Was zu tun ist - Schreib die Forumsdiskussion über die fehlende Netzwerkverbindung der IM151-3 im Profinet nach der letzten Nachricht weiter.

____ Ausgewählter Auszug

# Profinet, IM151-3 im Netzwerk keine Verbindung



## bra_elo (25 Februar 2011)

Ich brauche eure Hilfe bei der Projektierung einer Anlage.
Zum Aufbau:
Als Master eine CPU315-2 mit einem CP-343-1(343-1EX30-0XE0), daran direkt angebunden 4x IM151-3 ET200S(151-3AA23-0AB0) und 1x TP177B, 1x IM151-3 und ein TP177B ist über das Office Netzwerk ca. 200m entfernt angeschlossen.

Zum Problem:
Der Datenaustausch zwischen den direkt angebundenen Stationen ist kein Problem. Die übers Netzwerk angebundene IM lässt sich beim direkten Anschluss am PG den namen vergeben, aber bekommt keine IP Adresser zugewiesen. Vom Netzwerkanschluss der ET300 lässt sich die Sation auch nciht erreichen.


----------



## centipede (25 Februar 2011)

Ist ein Router dazwischen?


----------



## bra_elo (28 Februar 2011)

Also das ist ein Firmennetzwerk, und es wird dann wohl über den Router laufen.


----------



## centipede (28 Februar 2011)

Dann ist es klar, Profinet ist nicht routingfähig!


----------



## bra_elo (28 Februar 2011)

Das Touchpanel an dem Strang erreiche ich. hab ich sonst eine möglichkeit außer ein weiteres Netzwerkkabel zu ziehen ?


----------



## centipede (28 Februar 2011)

Das Touchpanel wird aber kein PN Device sein, sondern einfache S7 Kommunikation.
Bei PN ist ein Teil auch routingfähig, aber wenn es um Datenaustausch geht ist es vorbei mit Routing.


----------



## bra_elo (28 Februar 2011)

er soll ja eine feste IP bekommen. So wie es aussieht weißt der Pouter dem IM151-3 automatisch eine IP zu. Hab ich dann keine andere möglichkeit als ein neus kabel zu ziehen ?


----------



## netmaster (28 Februar 2011)

Hängt die SPS und die IMs im gleichen Netz also alle z.B. 192.168.10.xxx?

________
____ Auszug aus Datensatz

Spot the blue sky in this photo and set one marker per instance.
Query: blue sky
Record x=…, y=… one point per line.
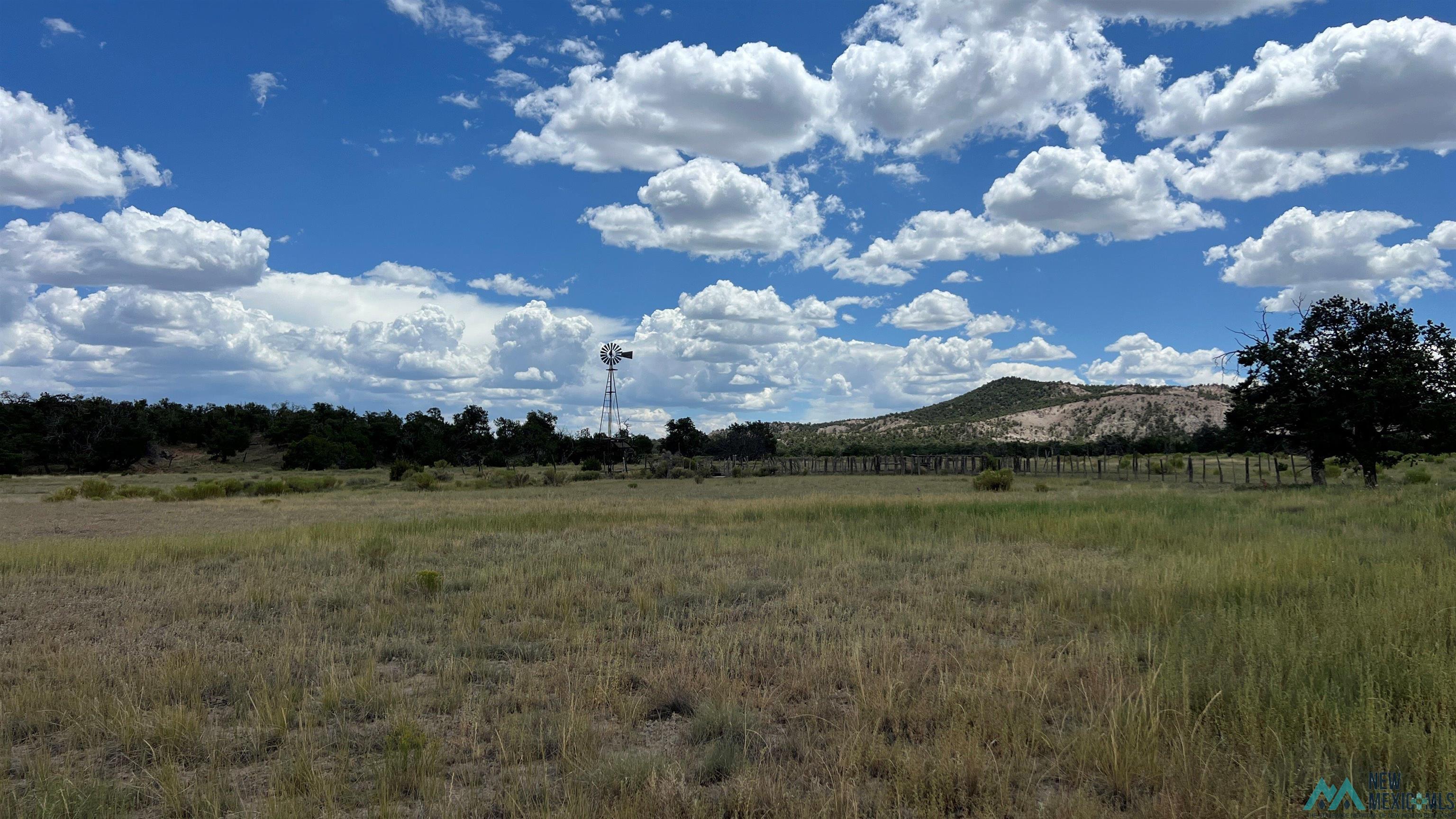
x=344, y=171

________

Schriftliche Antwort -
Dann häng ein IM direkt an deinen Laptop und weiß ihm eine IP-Adresse zu die nicht im Bereich des DHCP liegen.


----------



## centipede (1 März 2011)

Habe mich nochmals etwas schlau gemacht ;-).
Das mit dem nicht routingfähig stimmt nicht ganz. Da habe ich mich geirrt.
Dein Problem könnte dann tatsächlich die Adressvergabe durch den Controler sein, diese funktioniert nicht über Subnetzgrenzen hinweg.
Das DCP Protokoll ist hier anscheinend nicht routingfähig.

Der DHCP wird dem Device eine Adresse zuweisen, die nicht mit der Projektierten übereinstimmt.
Entweder du bringst den DHCP dazu dem Device über die MACadresse eine identische IP zu vergeben oder du probierst es so wie Netmaster es beschrieb.
Du könntest auch mit "Zielsystem-Ethernetteilnehmer bearbeiten" einen Adresse vergeben, diese funktioniert auch über Subnetze hinweg.

Mit den IP Vergaben muss man bei PN Devices aufpassen. Sie sind nicht Nullspannungsfest, einzig der Devicename ist fest hinterlegt.
Der Controler vergibt bei jedem Neuanlauf wieder neu die projektieren IP Adresse.
Wenn du die zweite oder dritte Methode versuchst ist nach einem Netzausfall das Device nicht mehr erreichbar.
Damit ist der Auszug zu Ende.